Pick out and copy every line in the material below that contains the word "leaning". Treat uppercase and lowercase as different.

begin Provided records

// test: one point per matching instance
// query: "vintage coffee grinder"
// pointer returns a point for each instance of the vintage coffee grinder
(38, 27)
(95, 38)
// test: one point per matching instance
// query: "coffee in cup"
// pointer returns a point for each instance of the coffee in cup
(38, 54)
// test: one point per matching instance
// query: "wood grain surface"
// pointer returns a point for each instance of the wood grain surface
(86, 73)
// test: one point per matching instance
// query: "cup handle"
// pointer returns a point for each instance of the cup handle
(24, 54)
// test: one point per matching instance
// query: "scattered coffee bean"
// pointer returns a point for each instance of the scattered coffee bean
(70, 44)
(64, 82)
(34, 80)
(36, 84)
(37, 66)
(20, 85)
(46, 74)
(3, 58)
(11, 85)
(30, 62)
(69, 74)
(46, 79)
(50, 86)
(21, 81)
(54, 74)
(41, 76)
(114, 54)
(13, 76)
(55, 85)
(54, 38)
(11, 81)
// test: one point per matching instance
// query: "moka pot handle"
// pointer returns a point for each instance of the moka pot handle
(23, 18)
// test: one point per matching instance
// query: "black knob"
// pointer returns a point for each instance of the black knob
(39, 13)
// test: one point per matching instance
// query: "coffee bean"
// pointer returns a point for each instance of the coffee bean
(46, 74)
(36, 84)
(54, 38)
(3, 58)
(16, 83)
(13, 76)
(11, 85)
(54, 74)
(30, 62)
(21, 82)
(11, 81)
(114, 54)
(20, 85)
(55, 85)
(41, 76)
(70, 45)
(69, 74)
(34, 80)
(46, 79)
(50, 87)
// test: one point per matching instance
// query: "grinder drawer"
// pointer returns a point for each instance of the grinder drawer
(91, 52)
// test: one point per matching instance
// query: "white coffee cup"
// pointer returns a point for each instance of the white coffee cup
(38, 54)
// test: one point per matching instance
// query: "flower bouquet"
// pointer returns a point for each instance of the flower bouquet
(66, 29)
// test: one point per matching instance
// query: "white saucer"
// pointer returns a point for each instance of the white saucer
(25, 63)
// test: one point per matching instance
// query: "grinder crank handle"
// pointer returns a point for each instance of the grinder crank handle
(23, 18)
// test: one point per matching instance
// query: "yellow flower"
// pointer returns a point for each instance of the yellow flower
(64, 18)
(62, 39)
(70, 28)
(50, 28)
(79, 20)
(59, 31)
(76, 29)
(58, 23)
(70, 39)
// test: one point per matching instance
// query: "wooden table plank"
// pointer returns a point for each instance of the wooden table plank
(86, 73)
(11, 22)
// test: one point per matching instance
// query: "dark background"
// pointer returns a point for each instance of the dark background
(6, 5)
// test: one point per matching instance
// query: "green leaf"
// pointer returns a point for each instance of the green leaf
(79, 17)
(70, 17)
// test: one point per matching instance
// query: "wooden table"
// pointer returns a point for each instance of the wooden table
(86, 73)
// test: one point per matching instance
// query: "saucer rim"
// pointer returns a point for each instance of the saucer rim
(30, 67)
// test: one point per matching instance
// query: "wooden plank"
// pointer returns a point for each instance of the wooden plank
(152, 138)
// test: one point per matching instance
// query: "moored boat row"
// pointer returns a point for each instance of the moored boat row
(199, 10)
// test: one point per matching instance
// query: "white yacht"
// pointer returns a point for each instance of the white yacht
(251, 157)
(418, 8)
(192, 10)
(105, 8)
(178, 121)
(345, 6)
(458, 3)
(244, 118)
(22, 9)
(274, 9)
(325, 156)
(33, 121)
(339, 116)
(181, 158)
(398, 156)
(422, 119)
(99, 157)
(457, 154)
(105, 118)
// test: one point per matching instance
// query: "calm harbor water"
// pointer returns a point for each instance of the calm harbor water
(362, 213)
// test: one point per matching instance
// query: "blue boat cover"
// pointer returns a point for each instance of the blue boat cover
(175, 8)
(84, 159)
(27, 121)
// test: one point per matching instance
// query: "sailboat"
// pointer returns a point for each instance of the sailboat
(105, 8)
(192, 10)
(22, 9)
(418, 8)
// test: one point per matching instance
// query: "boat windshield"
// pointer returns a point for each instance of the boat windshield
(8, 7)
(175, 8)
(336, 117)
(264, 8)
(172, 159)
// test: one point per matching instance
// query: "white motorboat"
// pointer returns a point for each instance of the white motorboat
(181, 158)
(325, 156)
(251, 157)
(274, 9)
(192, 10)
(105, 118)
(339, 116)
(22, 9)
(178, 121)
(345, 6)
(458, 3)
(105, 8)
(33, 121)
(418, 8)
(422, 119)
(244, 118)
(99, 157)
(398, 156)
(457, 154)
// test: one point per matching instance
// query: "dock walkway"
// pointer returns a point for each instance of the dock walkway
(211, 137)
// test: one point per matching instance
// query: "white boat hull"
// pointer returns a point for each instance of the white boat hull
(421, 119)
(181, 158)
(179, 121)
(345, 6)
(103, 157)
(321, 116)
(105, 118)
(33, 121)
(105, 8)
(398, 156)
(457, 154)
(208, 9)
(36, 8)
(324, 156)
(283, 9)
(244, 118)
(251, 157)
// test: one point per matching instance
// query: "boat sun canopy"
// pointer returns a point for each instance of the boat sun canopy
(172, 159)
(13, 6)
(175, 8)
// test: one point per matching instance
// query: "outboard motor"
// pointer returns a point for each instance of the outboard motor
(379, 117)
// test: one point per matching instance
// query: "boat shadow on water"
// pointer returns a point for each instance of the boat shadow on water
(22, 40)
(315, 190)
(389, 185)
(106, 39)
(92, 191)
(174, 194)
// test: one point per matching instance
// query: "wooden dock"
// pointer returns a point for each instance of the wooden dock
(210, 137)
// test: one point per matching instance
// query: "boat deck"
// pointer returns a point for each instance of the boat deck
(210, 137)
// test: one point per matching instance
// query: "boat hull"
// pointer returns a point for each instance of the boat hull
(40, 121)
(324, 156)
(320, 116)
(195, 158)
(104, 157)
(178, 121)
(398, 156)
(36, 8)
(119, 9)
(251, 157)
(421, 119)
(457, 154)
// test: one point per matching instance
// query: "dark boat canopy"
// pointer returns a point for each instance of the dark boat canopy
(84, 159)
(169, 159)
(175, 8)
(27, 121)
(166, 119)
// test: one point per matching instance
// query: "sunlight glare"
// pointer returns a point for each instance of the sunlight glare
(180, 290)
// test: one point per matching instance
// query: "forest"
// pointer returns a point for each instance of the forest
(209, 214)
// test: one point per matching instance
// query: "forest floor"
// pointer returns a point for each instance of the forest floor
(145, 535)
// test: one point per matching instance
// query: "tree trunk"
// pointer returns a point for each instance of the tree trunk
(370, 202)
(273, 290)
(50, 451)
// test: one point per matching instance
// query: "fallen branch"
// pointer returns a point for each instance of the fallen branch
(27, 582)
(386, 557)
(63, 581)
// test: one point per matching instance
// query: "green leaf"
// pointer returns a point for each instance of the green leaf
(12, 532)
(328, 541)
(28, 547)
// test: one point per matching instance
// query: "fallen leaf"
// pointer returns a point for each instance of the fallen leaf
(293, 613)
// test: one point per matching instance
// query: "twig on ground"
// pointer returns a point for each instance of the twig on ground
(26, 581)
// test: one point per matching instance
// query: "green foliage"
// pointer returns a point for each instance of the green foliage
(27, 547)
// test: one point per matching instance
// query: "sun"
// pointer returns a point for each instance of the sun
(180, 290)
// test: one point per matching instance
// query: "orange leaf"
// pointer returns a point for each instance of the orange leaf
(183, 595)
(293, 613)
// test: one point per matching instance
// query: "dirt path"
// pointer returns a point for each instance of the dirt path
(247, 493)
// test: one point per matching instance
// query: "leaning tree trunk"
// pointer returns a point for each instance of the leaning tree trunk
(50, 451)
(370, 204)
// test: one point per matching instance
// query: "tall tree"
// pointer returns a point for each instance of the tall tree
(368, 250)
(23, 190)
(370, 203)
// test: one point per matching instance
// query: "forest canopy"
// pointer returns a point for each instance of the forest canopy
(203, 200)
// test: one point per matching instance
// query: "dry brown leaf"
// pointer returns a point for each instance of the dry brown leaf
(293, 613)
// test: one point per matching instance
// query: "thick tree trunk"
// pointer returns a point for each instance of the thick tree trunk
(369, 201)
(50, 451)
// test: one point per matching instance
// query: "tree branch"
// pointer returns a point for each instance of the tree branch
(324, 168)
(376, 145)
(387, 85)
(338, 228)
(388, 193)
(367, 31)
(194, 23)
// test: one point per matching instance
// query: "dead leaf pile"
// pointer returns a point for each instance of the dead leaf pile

end Provided records

» **Complete response**
// query: "leaning tree trunk"
// pointer returns a point for each instance of the leaning tree trunk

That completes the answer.